Task to complete – Could you restate every record below word for word?

##### Extracted information #####

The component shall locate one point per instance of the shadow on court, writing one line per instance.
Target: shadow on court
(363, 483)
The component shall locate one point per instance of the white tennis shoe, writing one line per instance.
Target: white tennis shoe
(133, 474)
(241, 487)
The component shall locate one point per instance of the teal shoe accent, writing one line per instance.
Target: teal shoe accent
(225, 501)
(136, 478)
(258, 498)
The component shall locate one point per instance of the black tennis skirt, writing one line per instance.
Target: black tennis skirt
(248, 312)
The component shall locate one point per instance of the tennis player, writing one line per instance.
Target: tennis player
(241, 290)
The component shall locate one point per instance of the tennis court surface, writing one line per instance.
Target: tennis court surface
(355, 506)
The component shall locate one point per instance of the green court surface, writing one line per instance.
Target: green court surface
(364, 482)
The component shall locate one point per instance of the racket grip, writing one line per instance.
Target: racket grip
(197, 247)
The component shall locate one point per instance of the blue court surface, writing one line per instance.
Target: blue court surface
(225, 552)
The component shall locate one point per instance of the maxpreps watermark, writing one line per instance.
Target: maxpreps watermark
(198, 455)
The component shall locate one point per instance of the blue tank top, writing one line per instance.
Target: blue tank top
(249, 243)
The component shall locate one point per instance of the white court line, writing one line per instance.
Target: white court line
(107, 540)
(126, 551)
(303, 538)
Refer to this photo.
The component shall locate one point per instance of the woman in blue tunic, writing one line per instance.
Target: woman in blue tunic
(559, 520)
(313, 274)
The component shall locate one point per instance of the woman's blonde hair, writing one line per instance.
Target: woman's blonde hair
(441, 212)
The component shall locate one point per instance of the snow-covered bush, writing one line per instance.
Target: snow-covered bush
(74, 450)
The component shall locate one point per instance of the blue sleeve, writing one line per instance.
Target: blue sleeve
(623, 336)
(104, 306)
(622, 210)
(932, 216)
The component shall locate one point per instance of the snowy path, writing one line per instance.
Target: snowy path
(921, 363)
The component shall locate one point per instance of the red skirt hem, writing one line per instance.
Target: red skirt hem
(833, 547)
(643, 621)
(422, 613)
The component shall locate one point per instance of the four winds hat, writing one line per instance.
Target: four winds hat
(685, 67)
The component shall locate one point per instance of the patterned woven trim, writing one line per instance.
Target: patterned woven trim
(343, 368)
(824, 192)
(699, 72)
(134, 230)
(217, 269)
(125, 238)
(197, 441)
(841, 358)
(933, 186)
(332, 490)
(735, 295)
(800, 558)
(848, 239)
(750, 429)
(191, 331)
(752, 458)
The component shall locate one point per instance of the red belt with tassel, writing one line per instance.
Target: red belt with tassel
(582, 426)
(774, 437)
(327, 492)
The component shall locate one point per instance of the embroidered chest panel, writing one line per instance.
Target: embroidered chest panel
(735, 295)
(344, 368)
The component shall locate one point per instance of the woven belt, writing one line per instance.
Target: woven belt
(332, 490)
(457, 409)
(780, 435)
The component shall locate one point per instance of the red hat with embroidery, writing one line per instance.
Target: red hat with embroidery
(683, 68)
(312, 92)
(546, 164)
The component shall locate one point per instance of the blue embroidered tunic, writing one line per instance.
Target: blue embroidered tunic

#####

Task result –
The component shall locate one point per instance of the shadow on court, writing one line per instance.
Target: shadow on court
(363, 483)
The component shall locate one point per instance of the white tennis shoe, writing one line per instance.
Target: white tennis shoe
(133, 474)
(241, 487)
The component shall locate one point per instance of the teal shoe accent, writing one line per instance.
Target: teal shoe accent
(225, 501)
(136, 478)
(258, 498)
The component shall locate one point per instance of the black tennis skirt, writing one line per instance.
Target: black tennis skirt
(248, 312)
The component shall locate one point per instance of the tennis player, writing one line per instance.
Target: tennis player
(241, 290)
The component shall locate one point per instance of the tennis court surface, writing one line per instance.
Target: tennis court surface
(355, 506)
The component shall locate one point per instance of the green court surface, writing one line per instance.
Target: green court surface
(364, 482)
The component shall locate one point per instance of the racket grip, writing one line per instance.
Target: racket grip
(197, 247)
The component shall locate one point per instance of the blue court surface, writing one line per instance.
Target: blue court surface
(225, 552)
The component shall locate one point per instance of the maxpreps watermark, writing one line per instance.
Target: maxpreps watermark
(198, 455)
The component shall locate one point per instance of the blue tank top, writing one line per instance.
Target: blue tank top
(249, 243)
The component shall locate one point per instance of the white court line, writing one line per instance.
Target: white court line
(107, 540)
(126, 551)
(303, 538)
Refer to this photo.
The component shall locate one point per instance of the woman in blue tunic, writing one line per instance.
Target: woman in blue tunic
(559, 520)
(313, 274)
The component shall locate one point per instance of the woman's blonde hair, writing one line per instance.
Target: woman's blonde hair
(441, 212)
The component shall locate one point per instance of the snow-covered bush, writing one line per instance.
Target: snow-covered bush
(74, 450)
The component shall locate one point per instance of the blue sleeve, writing one line per instance.
Target: blue sleeve
(623, 336)
(104, 306)
(622, 210)
(932, 216)
The component shall locate one point per instance of the snowy path, writing one line per instance.
Target: snowy path
(921, 363)
The component shall locate one point per instance of the red skirt hem, writing one line per instance.
Target: red skirt hem
(833, 547)
(643, 621)
(422, 613)
The component shall locate one point per instance of the four winds hat, writing one line per instance.
Target: four winds hat
(685, 67)
The component shall locate one point per instance of the patterned woven trim, writing one line per instance.
Target: patterned woven trim
(343, 368)
(824, 192)
(699, 72)
(134, 230)
(217, 269)
(125, 238)
(197, 441)
(841, 358)
(933, 186)
(332, 490)
(735, 295)
(800, 558)
(848, 239)
(750, 429)
(191, 331)
(752, 458)
The component shall locate one point per instance of the red belt with tassel, writing one line per instance.
Target: red belt with tassel
(582, 426)
(774, 437)
(327, 492)
The component shall locate one point per instance of the embroidered chest panel, writing one line per instance.
Target: embroidered chest panel
(735, 295)
(344, 368)
The component shall locate one point per instance of the woven belt, writing one line per instance.
Target: woven belt
(332, 490)
(457, 409)
(780, 435)
The component shall locate one point per instance of the red hat with embroidery, writing one line per instance.
Target: red hat with embroidery
(683, 68)
(312, 92)
(546, 164)
The component shall locate one point per instance of the blue embroidered tunic, writing one line per instance.
Target: blue embroidered tunic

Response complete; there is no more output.